With a historic backdrop, a rookie restaurateur, and a chef stepping into the spotlight for the first time, Savannah’s hottest new restaurant conquered impossible odds in its first year.

Figuratively speaking, The Grey has set the Savannah restaurant scene on fire. But in its early days, the fire was nearly a literal calamity.

Ask Mashama Bailey, the restaurant’s ebullient, Bronx-born chef about those formative months, and the memory quickly clambers to the surface. “That,” she says, pausing and still managing to laugh a little, “was not a good day. That was not a good day at all.”

About three months after The Grey opened in December 2014, some late-night stock preparation went awry, and the porter arrived the next morning to find “green stuff” coating the kitchen—from the floors, to the walls, to every piece of equipment in the pot’s radius. Bailey and her staff cleaned tirelessly before the fire and health departments finally gave The Grey the OK to reopen for dinner.

When you consider the typical pitfalls of opening and operating a new restaurant, especially during its first year, Chef Bailey admits the story is a reluctant, yet acceptable blip in The Grey’s remarkable run thus far, one that includes a James Beard nomination for Best New Restaurant and for Best Design/Renovation (76 seats and over). The Grey has already been called one of the Five Best Restaurants in America by Food & Wine magazine, and listed as a Best New Restaurant by Esquire.

If anything, Bailey, who began her career as a social worker at a homeless shelter and is labeled as the lone protégé of James Beard Award–winning chef Gabrielle Hamilton, admits she hasn’t had sufficient time to relax, let alone reflect.

____

> **Tasks for this exercise**:
**1)** According to the article about The Grey, in what month and year did the restaurant open?
**2)** Reproduce the article about The Grey word for word, starting at "With a historic" and ending at "its first year.".
**3)** Pick up the article about The Grey after its final sentence and keep writing it.

____

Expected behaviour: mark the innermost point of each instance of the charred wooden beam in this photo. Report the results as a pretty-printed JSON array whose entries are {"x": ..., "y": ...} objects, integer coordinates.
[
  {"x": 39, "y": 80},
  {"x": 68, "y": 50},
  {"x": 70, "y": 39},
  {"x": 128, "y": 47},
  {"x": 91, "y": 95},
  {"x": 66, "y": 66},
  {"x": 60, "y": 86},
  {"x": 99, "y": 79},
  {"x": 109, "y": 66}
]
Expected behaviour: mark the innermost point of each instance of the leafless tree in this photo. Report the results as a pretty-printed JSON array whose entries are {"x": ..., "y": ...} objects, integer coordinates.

____

> **Answers for the tasks**:
**1)** December 2014

**2)**
With a historic backdrop, a rookie restaurateur, and a chef stepping into the spotlight for the first time, Savannah’s hottest new restaurant conquered impossible odds in its first year.

**3)**
“Definitely, humbling. Exciting, yeah,” Chef Bailey says. “We need to take a little bit more time and enjoy it. I think, however, that when I start to do that, I get nervous. I get anxious, and I’m like, ‘I have to do something.’”

It’s that kind of spirit that has made an unlikely, almost improbable pairing with John O. Morisano, a native New Yorker and newcomer to the restaurant industry, work to near perfection.

Where to Begin

“Yes, I think so,” Chef Bailey responds, thinking about whether or not she’s surprised herself at The Grey. It’s as close to contemplation as she will allow before leaping ahead to the future. Bailey wouldn’t mind discovering a new way to unwind. She’s considering vocal lessons, which could provide a welcomed break from her blurring schedule: six days in the kitchen (on the seventh she does office work) and incalculable hours—truly, just try and ask her. “I don’t think that would be a good idea for me to think about,” Bailey answers, punctuating the point.

She hopes to become more “executive,” understand and trust her instincts, and continue to work out operational kinks, like hiring and training.

But this progressive pace, and the frequent drawing—and redrawing—of plans for 2016, doesn’t cloud the past to the point where she can’t appreciate it from a safe distance. Bailey left the bright lights of New York City and, in a certain, distant way, headed home to the live oaks and wrought iron of Savannah, without any real idea of what to expect.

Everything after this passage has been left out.